DOCUMENT EXCERPT:
=-=-=

90. APRA formalized the fitness and probity framework for the all APRA-regulated entities including life and general insurers in March 2006. New and harmonized “fit and proper” standards were issued, aimed at establishing minimum benchmarks for acceptable practice in the appointment of Board directors, senior management, and certain auditors and actuaries. APRA should be given the legal power to conduct cross-border supervision of insurance activities carried out by subsidiaries of insurers domiciled in Australia.

91. Assessment of insurers’ corporate governance and internal controls is a routine component of APRA’s on-site prudential review. To formalize what has become accepted as good corporate governance practices, APRA issued harmonized prudential standards on governance for all its regulated entities (except for superannuation trustees, who are covered by separate legislation) in May 2006. APRA has released draft prudential standards on risk management, which are under consultation.

=-=-=

DATA EXTRACT:
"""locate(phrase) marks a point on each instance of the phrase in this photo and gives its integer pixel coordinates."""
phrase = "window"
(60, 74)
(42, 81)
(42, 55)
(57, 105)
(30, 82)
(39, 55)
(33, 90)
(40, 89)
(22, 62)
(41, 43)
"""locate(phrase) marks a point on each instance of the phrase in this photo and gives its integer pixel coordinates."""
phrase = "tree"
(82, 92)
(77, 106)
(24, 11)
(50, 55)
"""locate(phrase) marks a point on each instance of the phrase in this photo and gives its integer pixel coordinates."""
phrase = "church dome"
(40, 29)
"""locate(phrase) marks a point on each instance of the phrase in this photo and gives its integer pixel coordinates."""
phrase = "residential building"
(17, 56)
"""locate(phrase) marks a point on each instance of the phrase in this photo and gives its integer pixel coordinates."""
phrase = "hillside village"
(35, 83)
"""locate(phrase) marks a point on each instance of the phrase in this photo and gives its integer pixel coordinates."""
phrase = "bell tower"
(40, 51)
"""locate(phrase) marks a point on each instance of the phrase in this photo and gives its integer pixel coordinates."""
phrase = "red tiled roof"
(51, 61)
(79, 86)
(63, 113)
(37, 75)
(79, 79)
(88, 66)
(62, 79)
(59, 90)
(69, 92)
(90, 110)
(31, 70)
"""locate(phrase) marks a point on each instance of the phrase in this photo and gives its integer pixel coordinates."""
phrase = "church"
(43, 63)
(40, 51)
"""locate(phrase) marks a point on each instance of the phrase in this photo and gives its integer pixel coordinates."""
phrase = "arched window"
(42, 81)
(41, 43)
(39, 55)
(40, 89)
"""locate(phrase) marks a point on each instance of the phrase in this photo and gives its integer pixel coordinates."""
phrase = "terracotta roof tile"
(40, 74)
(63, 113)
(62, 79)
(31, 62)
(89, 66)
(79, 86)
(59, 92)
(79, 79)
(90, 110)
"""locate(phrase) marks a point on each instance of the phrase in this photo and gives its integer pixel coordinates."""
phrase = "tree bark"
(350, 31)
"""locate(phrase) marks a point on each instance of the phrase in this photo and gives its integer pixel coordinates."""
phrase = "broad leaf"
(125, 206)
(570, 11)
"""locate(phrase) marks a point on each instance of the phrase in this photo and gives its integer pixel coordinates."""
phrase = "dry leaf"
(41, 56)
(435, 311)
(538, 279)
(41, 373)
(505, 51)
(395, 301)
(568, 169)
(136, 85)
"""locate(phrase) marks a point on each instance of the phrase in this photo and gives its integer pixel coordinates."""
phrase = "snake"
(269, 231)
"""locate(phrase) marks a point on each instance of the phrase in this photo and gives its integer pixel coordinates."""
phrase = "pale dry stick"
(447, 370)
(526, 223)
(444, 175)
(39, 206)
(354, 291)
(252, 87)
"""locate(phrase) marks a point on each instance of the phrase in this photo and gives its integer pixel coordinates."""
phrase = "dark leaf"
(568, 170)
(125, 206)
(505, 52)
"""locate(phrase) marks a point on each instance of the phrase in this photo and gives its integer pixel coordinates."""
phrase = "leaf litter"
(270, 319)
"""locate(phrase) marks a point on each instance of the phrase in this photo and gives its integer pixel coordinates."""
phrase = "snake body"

=-=-=

INSTRUCTIONS:
[1] Print the passage of the APRA insurance supervision text between "90. APRA formalized" and "domiciled in Australia.", inclusive.
[2] Give what follows in the text on APRA's supervision of insurers, continuing from its last sentence.
None of the lines above have any bearing on what comes next.

OUTPUTS FOR THE TASKS:
[1]
90. APRA formalized the fitness and probity framework for the all APRA-regulated entities including life and general insurers in March 2006. New and harmonized “fit and proper” standards were issued, aimed at establishing minimum benchmarks for acceptable practice in the appointment of Board directors, senior management, and certain auditors and actuaries. APRA should be given the legal power to conduct cross-border supervision of insurance activities carried out by subsidiaries of insurers domiciled in Australia.

[2]
Ongoing supervision

92. APRA prioritizes its ongoing supervision according to its PAIRS which translates to a supervisory stance under its SOARS. These two key tools ensure that risks are being assessed consistently across APRA and that proportionate prudential interventions are being taken. Although the framework for consolidated supervision of insurance is still in progress, all the financial groups in Australia are under supervision by APRA as the integrated prudential supervisor.

93. Minor preventive or corrective actions are normally addressed through moral suasion in the first instance and serious cases are escalated to the Enforcement Committee. While APRA is empowered under the Life Insurance Act to give a wide range of directions, its powers under the IA are subject to high thresholds and narrow triggers. Consequently, APRA is unable to deal with troubled general insurers in a timely and cost effective manner. APRA is not empowered to appoint an administrator to manage the affairs of a general insurer. A general insurer may frustrate regulatory interventions by APRA by voluntarily appointing an administrator. While the domestication of a general insurer’s assets in Australia contributes to policyholder’s protection, it does not accord policyholders priority of claim above other unsecured creditors in the event of winding up. Furthermore, there is no restriction on encumbrance of insurers’ assets although pledged assets would result in higher capital requirements and would not qualify as “assets in Australia.”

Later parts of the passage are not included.